→ WHAT YOU ARE ASKED TO DO
Count the lines in the items below that contain the word "metal", and reply with only that number.

→ MATERIAL
--- START ---

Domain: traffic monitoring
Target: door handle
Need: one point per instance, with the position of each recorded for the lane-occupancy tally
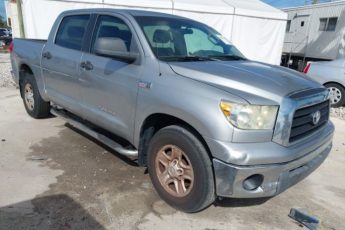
(86, 65)
(47, 55)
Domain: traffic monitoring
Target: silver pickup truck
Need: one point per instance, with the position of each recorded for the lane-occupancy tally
(177, 96)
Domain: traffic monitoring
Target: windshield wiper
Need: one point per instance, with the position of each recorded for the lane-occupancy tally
(227, 57)
(187, 58)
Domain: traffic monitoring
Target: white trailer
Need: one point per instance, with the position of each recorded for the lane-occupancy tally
(314, 32)
(256, 28)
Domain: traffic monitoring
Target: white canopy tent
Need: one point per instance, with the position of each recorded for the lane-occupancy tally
(255, 28)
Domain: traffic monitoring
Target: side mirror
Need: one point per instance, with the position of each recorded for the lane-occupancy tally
(114, 48)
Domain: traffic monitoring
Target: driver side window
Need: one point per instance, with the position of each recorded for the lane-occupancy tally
(112, 27)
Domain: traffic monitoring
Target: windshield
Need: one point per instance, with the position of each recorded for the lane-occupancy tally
(173, 39)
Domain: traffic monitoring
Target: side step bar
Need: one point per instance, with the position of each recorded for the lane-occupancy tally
(98, 136)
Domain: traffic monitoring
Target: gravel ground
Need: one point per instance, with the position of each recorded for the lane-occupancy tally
(338, 113)
(5, 74)
(6, 81)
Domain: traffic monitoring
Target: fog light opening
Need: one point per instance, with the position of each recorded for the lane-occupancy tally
(253, 182)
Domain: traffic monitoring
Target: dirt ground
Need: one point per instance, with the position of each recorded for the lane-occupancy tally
(54, 177)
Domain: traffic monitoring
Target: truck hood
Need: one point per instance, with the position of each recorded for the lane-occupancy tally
(247, 79)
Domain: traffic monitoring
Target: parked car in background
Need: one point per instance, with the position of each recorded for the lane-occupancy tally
(186, 103)
(331, 74)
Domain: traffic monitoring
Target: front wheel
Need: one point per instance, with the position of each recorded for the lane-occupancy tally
(337, 94)
(180, 169)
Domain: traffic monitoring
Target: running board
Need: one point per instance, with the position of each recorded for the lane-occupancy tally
(98, 136)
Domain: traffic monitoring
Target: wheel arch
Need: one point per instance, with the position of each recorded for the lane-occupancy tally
(25, 68)
(153, 123)
(333, 82)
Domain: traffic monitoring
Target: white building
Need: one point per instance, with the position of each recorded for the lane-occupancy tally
(315, 32)
(256, 28)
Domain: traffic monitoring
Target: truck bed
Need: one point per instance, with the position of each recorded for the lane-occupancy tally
(28, 51)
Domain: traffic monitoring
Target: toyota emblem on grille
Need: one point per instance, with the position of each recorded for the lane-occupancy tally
(316, 117)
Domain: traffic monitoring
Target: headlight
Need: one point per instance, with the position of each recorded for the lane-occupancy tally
(250, 116)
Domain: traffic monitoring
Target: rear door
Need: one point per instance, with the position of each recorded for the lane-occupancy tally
(61, 59)
(109, 86)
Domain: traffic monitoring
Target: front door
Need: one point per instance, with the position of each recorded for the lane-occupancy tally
(61, 59)
(109, 86)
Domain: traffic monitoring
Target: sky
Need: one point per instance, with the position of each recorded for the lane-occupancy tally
(275, 3)
(290, 3)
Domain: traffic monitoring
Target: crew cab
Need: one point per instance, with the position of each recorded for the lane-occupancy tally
(175, 94)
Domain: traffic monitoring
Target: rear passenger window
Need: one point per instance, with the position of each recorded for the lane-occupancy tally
(71, 31)
(111, 27)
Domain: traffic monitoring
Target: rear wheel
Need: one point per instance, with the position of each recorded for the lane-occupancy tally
(180, 169)
(337, 94)
(35, 106)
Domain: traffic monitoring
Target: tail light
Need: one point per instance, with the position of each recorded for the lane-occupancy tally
(11, 47)
(306, 69)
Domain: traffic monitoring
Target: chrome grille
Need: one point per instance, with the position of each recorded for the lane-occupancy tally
(302, 123)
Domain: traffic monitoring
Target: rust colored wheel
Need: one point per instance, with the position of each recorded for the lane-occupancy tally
(174, 170)
(180, 169)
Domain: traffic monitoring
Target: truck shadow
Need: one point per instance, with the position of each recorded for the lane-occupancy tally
(129, 161)
(48, 212)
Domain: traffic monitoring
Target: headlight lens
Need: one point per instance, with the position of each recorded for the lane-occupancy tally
(250, 116)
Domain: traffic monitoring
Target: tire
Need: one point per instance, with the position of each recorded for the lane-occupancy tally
(35, 106)
(195, 163)
(337, 94)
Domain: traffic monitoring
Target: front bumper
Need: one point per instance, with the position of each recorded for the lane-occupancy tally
(277, 177)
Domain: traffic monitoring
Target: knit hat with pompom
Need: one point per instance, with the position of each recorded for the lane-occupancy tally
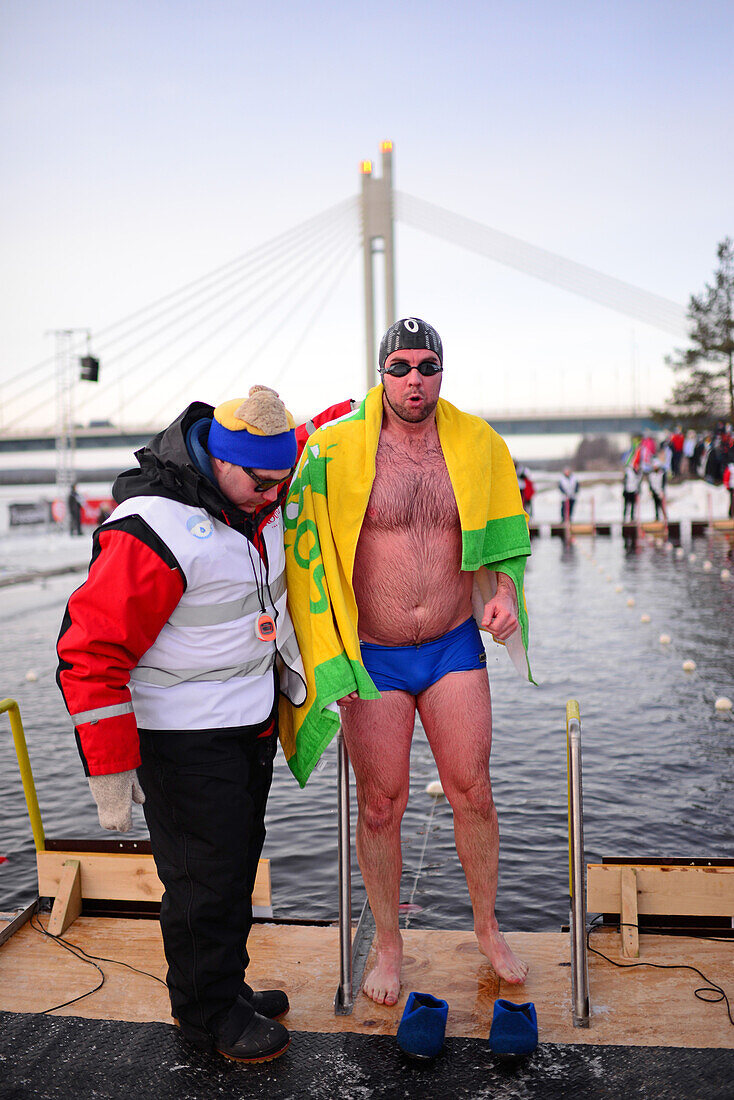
(256, 432)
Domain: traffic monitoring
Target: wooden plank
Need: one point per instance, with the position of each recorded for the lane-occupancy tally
(628, 912)
(664, 890)
(67, 905)
(35, 974)
(122, 877)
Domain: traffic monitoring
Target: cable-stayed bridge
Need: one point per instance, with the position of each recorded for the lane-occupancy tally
(270, 298)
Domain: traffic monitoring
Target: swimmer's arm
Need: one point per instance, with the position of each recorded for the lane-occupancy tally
(501, 612)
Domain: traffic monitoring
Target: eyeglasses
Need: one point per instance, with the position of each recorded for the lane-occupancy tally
(400, 370)
(262, 484)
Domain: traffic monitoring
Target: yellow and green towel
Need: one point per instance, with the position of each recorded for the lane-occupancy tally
(322, 518)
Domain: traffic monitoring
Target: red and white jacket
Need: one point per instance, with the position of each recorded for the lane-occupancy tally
(162, 633)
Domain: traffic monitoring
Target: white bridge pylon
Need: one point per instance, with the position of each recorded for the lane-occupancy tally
(269, 299)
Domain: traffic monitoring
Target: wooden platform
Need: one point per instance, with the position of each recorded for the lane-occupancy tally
(641, 1007)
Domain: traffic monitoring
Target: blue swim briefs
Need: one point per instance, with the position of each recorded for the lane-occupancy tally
(414, 668)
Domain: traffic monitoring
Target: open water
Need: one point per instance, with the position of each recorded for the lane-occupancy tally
(657, 758)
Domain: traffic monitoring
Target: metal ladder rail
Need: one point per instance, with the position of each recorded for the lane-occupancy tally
(577, 869)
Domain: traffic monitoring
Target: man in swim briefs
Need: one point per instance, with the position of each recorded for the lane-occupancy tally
(423, 649)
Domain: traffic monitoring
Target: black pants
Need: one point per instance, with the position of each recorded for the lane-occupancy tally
(205, 806)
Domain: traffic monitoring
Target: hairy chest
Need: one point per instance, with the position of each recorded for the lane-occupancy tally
(412, 491)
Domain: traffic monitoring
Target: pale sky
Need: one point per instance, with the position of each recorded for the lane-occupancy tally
(148, 143)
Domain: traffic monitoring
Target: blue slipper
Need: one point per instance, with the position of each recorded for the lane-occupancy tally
(514, 1031)
(423, 1026)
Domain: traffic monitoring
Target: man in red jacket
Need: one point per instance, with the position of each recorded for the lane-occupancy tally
(172, 656)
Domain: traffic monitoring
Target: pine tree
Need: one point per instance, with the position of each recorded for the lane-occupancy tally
(707, 391)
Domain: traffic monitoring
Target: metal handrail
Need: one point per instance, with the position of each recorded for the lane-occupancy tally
(26, 774)
(577, 868)
(344, 999)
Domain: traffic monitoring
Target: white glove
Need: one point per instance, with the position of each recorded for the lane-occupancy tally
(114, 795)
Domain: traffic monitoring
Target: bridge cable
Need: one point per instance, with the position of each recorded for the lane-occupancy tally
(604, 289)
(317, 312)
(274, 279)
(324, 257)
(254, 256)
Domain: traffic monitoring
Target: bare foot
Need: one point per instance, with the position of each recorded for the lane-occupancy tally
(505, 963)
(383, 982)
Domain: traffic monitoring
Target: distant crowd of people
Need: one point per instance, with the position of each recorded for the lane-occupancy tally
(679, 455)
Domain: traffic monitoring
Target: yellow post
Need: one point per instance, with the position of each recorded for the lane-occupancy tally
(572, 713)
(23, 762)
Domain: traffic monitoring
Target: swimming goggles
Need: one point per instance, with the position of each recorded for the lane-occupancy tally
(400, 370)
(262, 484)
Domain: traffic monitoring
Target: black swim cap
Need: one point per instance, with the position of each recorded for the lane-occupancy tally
(409, 332)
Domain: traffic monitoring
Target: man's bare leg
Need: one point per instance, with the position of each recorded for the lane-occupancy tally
(378, 734)
(457, 716)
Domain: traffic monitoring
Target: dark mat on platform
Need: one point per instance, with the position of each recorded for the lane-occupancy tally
(62, 1057)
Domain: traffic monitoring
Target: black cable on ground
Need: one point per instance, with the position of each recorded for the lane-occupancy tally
(84, 957)
(711, 987)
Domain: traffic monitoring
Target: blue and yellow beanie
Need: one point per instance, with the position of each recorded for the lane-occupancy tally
(256, 432)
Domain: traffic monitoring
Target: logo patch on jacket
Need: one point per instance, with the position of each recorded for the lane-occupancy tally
(199, 526)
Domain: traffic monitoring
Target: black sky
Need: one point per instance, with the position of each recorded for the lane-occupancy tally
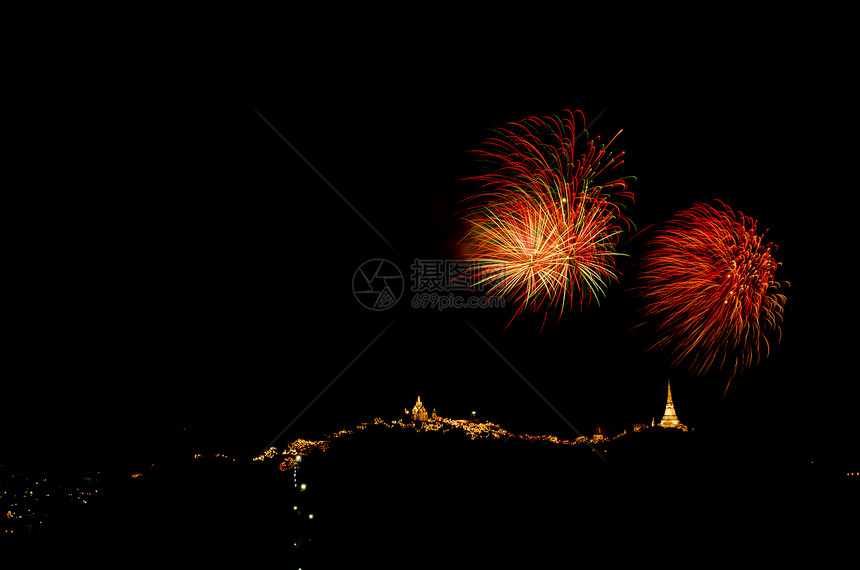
(179, 265)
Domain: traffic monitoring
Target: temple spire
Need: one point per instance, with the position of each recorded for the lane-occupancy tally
(669, 417)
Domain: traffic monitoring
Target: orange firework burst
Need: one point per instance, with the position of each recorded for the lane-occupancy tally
(709, 284)
(544, 232)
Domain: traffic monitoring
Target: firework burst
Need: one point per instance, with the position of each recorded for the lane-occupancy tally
(709, 284)
(544, 231)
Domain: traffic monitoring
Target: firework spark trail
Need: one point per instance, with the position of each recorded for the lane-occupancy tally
(544, 232)
(708, 281)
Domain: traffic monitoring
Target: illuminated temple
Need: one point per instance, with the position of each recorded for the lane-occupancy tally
(419, 412)
(670, 419)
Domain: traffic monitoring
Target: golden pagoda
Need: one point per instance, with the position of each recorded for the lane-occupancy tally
(419, 412)
(669, 417)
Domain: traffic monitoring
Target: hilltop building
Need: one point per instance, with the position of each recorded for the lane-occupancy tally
(670, 419)
(419, 412)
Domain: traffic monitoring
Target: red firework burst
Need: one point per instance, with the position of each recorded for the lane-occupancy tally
(544, 232)
(709, 284)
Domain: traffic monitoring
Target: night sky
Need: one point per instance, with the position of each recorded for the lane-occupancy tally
(182, 267)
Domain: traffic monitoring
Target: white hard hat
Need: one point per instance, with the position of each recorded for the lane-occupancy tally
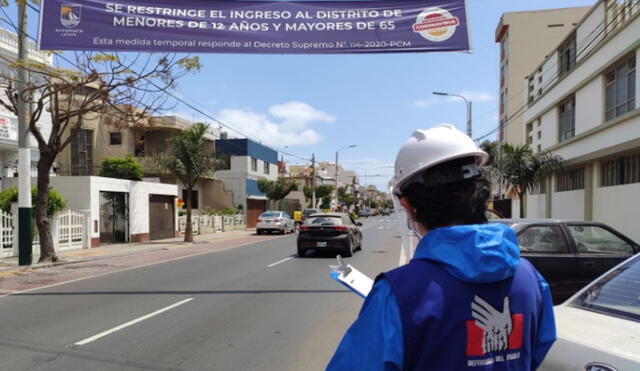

--- END ---

→ EXPECTED ANSWER
2